Description of the task ->
Please reproduce all entries word for word and omit their pictures.

The data ->
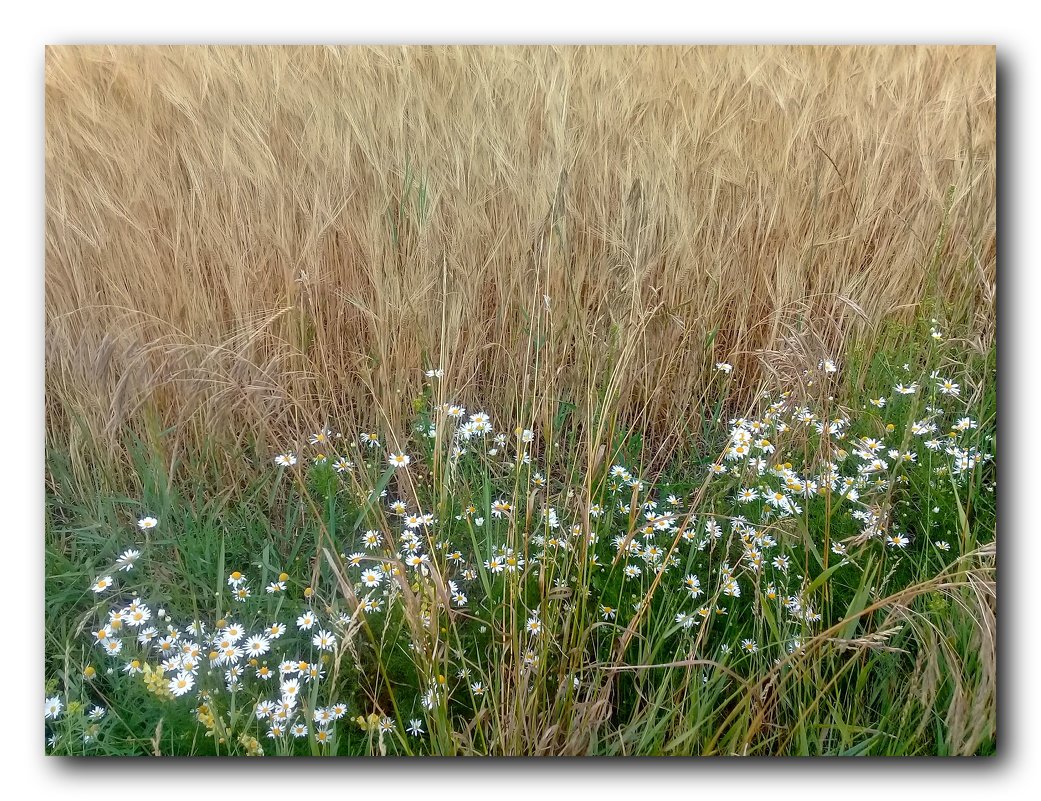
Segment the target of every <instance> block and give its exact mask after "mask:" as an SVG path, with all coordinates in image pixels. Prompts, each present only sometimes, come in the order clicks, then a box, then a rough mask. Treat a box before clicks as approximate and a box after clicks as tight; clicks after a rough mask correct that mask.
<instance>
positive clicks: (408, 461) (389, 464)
mask: <svg viewBox="0 0 1041 801" xmlns="http://www.w3.org/2000/svg"><path fill="white" fill-rule="evenodd" d="M411 460H412V459H411V457H409V455H408V454H407V453H391V454H390V457H389V458H388V459H387V461H388V464H389V465H390V467H392V468H406V467H408V464H409V462H410V461H411Z"/></svg>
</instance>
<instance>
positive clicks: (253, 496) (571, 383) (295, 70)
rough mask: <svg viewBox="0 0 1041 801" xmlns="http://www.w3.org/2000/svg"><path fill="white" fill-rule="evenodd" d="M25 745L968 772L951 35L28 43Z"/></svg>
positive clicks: (987, 179) (981, 713) (991, 303)
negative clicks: (820, 42)
mask: <svg viewBox="0 0 1041 801" xmlns="http://www.w3.org/2000/svg"><path fill="white" fill-rule="evenodd" d="M46 92H47V123H46V157H47V184H46V194H47V224H46V235H47V240H46V258H47V274H46V320H47V345H46V357H47V379H46V380H47V477H46V480H47V503H48V505H47V516H46V534H45V543H46V545H45V547H46V554H47V560H46V571H47V578H46V630H45V637H46V666H45V672H46V681H47V693H46V702H45V717H46V726H47V744H46V748H47V751H48V752H49V753H58V754H151V753H161V754H259V753H263V754H282V753H286V754H288V753H296V754H371V753H373V754H547V755H548V754H676V755H679V754H733V753H737V754H900V755H907V754H958V755H963V754H990V753H993V752H994V751H995V749H996V742H995V736H996V646H995V637H996V619H995V608H996V583H995V569H994V562H995V548H996V543H995V536H996V515H995V506H996V501H995V493H996V462H995V450H996V442H995V430H996V424H995V411H996V402H995V391H996V380H995V378H996V364H995V336H996V333H995V324H994V311H995V308H994V304H995V297H994V281H995V249H996V245H995V187H994V180H995V176H994V148H995V140H994V51H993V49H991V48H945V47H923V48H866V47H858V48H780V47H777V48H775V47H770V48H767V47H748V48H674V47H668V48H587V47H583V48H512V47H510V48H502V47H496V48H383V49H381V48H266V47H265V48H158V47H156V48H102V47H82V48H79V47H75V48H73V47H62V48H51V49H49V50H48V55H47V70H46Z"/></svg>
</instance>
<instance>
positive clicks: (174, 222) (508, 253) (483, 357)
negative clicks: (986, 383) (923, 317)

Your solution ->
Segment the target of every <instance> block and give its exact mask after "mask:" as an SVG path, with all coordinates in image pixels. Prompts, each present only sometimes, come in the order clicks, then a box, then a rough mask. Treat a box before clicks as approximate and a box after clicks as tight; clicks after a rough mask correct that mask.
<instance>
positive clicks: (408, 461) (389, 464)
mask: <svg viewBox="0 0 1041 801" xmlns="http://www.w3.org/2000/svg"><path fill="white" fill-rule="evenodd" d="M411 460H412V459H411V457H409V455H408V454H407V453H391V454H390V457H389V458H388V459H387V461H388V464H389V465H390V467H392V468H406V467H408V464H409V462H410V461H411Z"/></svg>
</instance>
<instance>
positive clicks: (253, 496) (571, 383) (295, 70)
rough mask: <svg viewBox="0 0 1041 801" xmlns="http://www.w3.org/2000/svg"><path fill="white" fill-rule="evenodd" d="M25 745L968 772L951 35L28 43Z"/></svg>
positive clicks: (987, 179) (981, 713) (991, 303)
negative clicks: (820, 42)
mask: <svg viewBox="0 0 1041 801" xmlns="http://www.w3.org/2000/svg"><path fill="white" fill-rule="evenodd" d="M46 92H47V123H46V157H47V184H46V194H47V224H46V235H47V240H46V258H47V274H46V320H47V345H46V357H47V379H46V380H47V477H46V480H47V503H48V505H47V516H46V534H45V543H46V545H45V547H46V554H47V560H46V571H47V578H46V630H45V637H46V666H45V672H46V681H47V693H46V702H45V717H46V726H47V744H46V748H47V751H48V752H49V753H58V754H151V753H161V754H259V753H263V754H282V753H286V754H288V753H296V754H371V753H373V754H547V755H548V754H676V755H679V754H733V753H737V754H900V755H907V754H958V755H963V754H990V753H993V752H994V751H995V749H996V742H995V736H996V646H995V637H996V619H995V608H996V583H995V569H994V562H995V548H996V543H995V536H996V515H995V506H996V501H995V493H996V462H995V450H996V442H995V430H996V424H995V411H996V402H995V391H996V380H995V378H996V364H995V336H996V333H995V324H994V311H995V308H994V304H995V297H994V281H995V249H996V245H995V187H994V180H995V176H994V148H995V140H994V51H993V49H991V48H945V47H923V48H866V47H858V48H780V47H777V48H775V47H770V48H767V47H748V48H674V47H668V48H587V47H583V48H512V47H510V48H502V47H496V48H383V49H381V48H266V47H265V48H158V47H156V48H102V47H82V48H79V47H75V48H73V47H62V48H51V49H49V50H48V55H47V70H46Z"/></svg>
</instance>
<instance>
positive clicks: (174, 222) (508, 253) (483, 357)
negative clicks: (986, 383) (923, 317)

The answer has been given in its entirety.